• WHAT YOU ARE ASKED TO DO
Return the run of lines below that opens with the line containing "Target: street sign" and closes with the line containing "like [(408, 277)]", keeping each one exact.

• RAW DATA

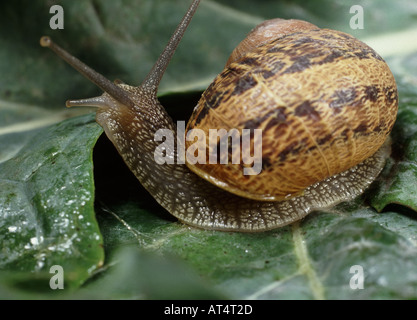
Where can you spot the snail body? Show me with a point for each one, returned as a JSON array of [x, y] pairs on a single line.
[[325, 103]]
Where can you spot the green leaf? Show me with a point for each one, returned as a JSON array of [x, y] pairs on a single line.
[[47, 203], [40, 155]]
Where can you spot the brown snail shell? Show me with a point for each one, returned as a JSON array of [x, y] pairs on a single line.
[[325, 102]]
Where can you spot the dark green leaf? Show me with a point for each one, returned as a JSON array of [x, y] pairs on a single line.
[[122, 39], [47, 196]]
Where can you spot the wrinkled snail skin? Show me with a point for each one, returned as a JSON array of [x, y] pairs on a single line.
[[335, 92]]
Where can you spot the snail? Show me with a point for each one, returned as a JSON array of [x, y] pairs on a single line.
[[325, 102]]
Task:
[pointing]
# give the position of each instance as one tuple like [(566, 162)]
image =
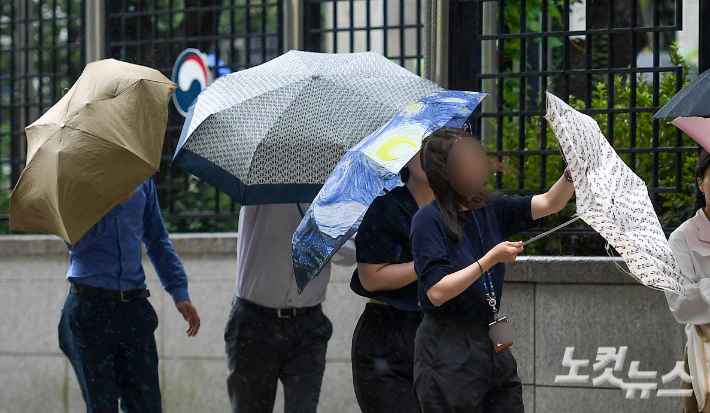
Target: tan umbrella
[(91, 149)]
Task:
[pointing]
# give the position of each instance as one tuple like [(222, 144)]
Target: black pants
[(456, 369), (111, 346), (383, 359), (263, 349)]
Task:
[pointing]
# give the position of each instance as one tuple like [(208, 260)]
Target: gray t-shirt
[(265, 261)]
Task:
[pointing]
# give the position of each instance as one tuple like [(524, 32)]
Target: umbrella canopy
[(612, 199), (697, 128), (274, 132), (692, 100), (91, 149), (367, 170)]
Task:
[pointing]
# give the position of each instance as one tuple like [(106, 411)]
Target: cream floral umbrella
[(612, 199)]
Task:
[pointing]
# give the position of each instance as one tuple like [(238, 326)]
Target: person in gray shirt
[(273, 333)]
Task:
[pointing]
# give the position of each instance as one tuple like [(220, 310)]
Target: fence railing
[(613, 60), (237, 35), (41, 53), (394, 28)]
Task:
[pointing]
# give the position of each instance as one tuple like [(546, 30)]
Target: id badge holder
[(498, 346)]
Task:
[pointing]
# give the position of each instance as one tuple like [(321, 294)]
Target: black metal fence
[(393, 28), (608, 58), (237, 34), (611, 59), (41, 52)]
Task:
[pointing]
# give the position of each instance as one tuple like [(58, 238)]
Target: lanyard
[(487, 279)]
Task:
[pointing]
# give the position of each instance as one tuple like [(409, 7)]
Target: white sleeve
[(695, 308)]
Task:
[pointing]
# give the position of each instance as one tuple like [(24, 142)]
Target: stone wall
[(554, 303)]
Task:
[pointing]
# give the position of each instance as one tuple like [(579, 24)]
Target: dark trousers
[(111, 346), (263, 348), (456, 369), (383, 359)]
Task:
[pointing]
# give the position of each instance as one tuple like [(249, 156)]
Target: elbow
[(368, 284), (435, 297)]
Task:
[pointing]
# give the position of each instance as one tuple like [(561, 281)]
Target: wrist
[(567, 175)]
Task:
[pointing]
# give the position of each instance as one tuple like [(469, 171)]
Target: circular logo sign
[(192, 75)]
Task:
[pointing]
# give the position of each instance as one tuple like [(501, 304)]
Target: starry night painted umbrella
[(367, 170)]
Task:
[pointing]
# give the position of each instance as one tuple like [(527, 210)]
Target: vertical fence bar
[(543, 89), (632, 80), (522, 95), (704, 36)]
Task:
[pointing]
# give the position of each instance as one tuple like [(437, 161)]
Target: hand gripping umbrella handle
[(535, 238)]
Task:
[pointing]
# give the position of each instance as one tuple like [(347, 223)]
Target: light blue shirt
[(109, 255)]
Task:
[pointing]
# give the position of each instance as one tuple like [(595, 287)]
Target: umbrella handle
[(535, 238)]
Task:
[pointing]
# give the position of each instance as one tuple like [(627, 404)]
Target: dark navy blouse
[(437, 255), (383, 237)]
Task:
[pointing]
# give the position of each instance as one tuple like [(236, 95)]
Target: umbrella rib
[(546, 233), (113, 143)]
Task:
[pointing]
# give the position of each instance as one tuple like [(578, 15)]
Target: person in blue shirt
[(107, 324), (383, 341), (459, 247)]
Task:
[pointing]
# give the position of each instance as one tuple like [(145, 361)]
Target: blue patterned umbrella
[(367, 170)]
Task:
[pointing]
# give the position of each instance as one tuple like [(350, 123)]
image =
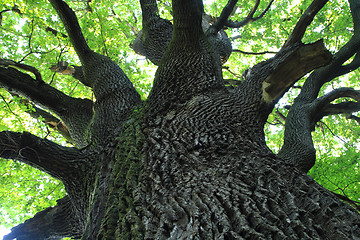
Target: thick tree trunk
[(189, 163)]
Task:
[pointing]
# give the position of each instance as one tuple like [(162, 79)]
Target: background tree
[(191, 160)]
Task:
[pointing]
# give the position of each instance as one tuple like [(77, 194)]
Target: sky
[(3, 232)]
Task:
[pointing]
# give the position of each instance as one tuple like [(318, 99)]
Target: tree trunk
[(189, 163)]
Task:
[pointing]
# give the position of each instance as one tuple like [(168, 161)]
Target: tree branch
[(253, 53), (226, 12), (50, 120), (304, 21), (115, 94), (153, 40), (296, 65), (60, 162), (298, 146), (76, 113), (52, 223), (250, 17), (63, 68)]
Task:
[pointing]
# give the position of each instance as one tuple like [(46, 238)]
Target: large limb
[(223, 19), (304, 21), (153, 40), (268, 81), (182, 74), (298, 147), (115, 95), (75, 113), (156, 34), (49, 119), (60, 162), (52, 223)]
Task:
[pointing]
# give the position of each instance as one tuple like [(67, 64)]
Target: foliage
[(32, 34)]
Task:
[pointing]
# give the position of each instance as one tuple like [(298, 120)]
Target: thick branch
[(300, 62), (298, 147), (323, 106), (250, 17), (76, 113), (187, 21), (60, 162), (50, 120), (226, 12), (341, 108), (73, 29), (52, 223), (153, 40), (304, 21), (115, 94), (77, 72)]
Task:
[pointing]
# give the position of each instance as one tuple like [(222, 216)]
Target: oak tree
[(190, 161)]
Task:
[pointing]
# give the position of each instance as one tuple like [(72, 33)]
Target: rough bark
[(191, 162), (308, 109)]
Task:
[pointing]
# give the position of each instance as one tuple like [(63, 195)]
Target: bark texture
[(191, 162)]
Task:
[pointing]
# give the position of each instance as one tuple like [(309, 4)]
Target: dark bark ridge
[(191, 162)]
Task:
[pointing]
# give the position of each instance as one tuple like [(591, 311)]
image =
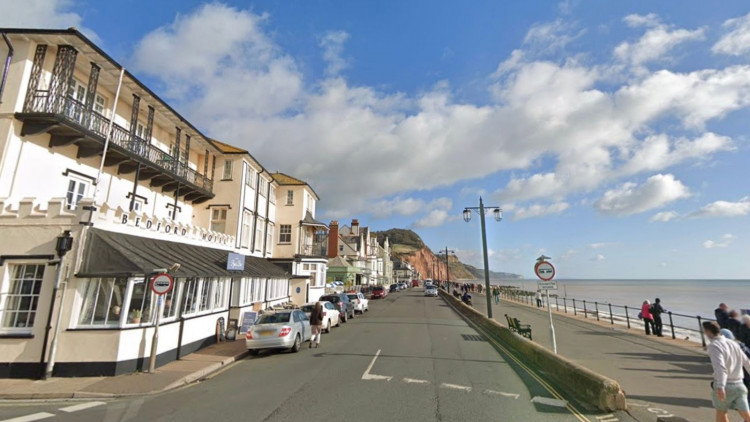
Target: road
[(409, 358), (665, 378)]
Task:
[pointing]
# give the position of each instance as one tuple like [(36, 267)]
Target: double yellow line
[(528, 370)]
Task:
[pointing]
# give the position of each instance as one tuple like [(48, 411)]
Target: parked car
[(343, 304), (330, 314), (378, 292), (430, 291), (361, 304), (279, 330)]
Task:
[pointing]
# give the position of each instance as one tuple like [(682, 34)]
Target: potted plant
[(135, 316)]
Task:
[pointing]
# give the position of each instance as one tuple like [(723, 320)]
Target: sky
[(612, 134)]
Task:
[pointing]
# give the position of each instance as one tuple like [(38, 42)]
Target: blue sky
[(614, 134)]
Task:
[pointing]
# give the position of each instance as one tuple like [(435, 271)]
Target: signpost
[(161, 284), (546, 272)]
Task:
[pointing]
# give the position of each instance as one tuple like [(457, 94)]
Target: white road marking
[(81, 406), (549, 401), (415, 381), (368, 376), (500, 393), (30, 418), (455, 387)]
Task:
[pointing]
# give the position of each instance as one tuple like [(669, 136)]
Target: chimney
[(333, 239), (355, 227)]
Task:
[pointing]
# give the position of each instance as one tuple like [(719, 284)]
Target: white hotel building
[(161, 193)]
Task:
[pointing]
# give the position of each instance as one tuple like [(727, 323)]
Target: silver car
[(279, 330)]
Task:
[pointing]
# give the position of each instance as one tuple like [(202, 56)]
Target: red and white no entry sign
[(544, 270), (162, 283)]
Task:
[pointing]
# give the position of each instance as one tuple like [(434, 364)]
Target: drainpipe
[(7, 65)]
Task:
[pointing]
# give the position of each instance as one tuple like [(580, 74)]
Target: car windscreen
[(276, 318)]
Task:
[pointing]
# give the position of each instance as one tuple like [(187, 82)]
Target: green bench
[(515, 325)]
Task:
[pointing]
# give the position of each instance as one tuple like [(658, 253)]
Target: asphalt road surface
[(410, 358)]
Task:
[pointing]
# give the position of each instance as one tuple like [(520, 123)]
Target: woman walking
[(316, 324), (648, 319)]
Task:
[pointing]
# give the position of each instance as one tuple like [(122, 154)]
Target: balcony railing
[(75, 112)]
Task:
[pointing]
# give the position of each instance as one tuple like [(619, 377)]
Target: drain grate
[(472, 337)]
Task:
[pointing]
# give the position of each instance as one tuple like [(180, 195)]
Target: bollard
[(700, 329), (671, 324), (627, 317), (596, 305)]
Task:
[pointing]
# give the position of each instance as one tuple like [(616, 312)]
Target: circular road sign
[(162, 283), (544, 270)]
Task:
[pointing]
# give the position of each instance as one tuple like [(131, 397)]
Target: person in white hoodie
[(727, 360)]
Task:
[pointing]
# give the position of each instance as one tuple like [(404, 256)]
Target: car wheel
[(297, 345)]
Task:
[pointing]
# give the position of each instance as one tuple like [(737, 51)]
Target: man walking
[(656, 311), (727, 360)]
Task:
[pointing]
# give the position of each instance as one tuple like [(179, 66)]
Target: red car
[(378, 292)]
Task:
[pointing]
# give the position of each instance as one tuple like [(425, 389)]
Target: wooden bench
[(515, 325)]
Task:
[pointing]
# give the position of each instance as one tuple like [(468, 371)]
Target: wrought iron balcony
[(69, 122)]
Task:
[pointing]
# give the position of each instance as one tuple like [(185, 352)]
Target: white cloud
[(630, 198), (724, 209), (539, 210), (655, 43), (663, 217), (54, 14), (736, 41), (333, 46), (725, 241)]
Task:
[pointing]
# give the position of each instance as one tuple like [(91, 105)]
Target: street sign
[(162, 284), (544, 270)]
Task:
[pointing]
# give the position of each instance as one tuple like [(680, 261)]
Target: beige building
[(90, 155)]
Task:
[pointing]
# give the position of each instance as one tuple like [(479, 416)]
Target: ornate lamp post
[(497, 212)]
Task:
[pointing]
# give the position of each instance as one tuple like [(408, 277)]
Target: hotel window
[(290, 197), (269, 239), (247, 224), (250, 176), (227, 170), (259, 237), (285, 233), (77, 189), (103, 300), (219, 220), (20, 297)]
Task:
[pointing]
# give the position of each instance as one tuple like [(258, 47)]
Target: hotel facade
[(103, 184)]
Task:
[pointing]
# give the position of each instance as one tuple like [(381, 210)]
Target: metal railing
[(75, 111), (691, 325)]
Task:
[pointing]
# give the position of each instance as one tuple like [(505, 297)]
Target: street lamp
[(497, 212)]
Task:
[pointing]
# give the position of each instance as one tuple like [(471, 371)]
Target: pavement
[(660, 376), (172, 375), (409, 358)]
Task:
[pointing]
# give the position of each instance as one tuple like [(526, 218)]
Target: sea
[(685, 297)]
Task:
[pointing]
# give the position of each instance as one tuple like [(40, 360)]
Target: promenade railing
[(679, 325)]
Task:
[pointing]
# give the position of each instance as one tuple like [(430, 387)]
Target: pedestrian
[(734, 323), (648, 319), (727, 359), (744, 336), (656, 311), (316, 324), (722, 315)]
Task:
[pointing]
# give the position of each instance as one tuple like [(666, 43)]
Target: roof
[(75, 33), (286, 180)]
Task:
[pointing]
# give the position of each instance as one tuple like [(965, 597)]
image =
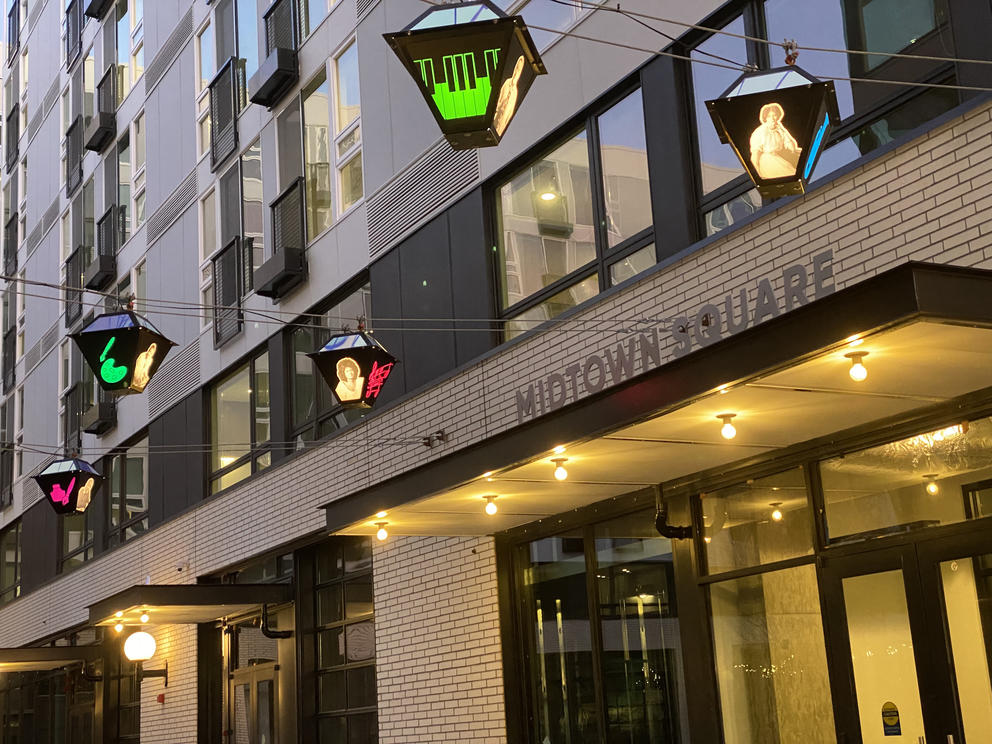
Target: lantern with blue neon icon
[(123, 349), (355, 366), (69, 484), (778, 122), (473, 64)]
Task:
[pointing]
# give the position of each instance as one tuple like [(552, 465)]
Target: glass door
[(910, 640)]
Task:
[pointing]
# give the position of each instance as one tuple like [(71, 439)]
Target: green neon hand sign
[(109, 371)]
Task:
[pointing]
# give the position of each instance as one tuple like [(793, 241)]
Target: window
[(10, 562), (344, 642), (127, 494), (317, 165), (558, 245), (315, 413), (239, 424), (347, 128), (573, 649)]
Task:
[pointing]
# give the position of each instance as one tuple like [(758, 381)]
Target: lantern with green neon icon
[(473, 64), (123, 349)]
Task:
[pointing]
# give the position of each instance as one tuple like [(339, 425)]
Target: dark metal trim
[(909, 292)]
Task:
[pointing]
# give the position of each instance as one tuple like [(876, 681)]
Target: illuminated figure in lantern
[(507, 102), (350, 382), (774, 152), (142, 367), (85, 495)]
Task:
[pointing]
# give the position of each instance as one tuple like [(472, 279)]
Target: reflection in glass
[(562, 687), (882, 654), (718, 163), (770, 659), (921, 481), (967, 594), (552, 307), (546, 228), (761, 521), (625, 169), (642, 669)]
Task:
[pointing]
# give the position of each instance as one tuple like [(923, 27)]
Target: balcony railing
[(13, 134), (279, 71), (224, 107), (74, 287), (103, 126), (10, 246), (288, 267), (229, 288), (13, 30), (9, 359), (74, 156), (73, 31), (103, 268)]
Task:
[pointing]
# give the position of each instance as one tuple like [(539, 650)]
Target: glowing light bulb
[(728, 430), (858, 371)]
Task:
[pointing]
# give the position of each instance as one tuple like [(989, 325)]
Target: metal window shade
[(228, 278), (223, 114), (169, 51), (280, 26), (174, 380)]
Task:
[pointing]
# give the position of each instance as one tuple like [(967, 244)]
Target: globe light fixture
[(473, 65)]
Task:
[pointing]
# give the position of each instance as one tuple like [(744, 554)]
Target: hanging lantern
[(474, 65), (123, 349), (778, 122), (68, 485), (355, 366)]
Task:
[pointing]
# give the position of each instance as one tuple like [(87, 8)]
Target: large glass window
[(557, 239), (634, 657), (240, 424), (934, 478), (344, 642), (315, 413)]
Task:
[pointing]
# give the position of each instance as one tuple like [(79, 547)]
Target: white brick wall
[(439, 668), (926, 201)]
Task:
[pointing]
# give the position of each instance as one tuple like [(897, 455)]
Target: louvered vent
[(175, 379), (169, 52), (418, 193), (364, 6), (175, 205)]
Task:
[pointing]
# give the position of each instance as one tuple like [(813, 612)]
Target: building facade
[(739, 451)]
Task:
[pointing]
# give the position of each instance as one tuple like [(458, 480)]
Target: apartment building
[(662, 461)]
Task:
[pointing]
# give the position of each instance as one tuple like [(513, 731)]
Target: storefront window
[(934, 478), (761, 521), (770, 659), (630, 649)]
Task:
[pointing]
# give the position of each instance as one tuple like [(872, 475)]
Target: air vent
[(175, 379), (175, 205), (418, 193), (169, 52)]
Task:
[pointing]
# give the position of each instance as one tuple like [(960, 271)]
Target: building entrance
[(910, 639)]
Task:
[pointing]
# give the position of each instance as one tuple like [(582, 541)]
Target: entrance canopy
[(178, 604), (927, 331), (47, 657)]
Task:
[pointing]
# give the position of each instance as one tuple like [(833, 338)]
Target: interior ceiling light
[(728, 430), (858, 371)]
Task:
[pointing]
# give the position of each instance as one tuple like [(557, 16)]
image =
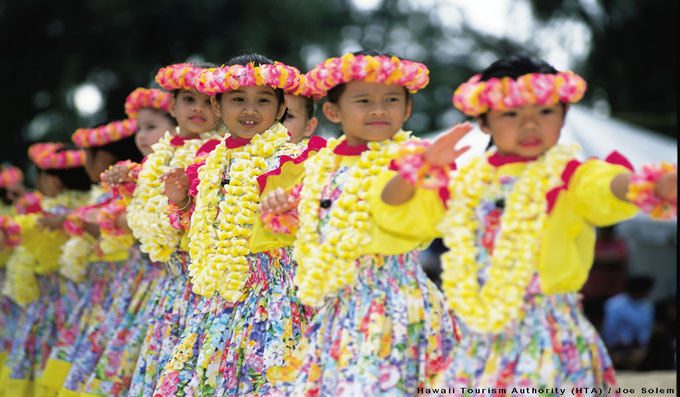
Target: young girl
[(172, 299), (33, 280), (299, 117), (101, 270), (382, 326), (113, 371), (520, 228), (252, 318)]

• ANSWER BOX
Target: street sign
[(162, 284), (544, 270)]
Task:
[pointing]
# give the position of each instance as one tuple like [(680, 261)]
Target: beige building
[(90, 155)]
Task:
[pointing]
# give the position of each instance as one tuple like [(479, 416)]
Target: ornate lamp post
[(497, 212)]
Task:
[pointing]
# give the position of each instance as one tuple like [(408, 277)]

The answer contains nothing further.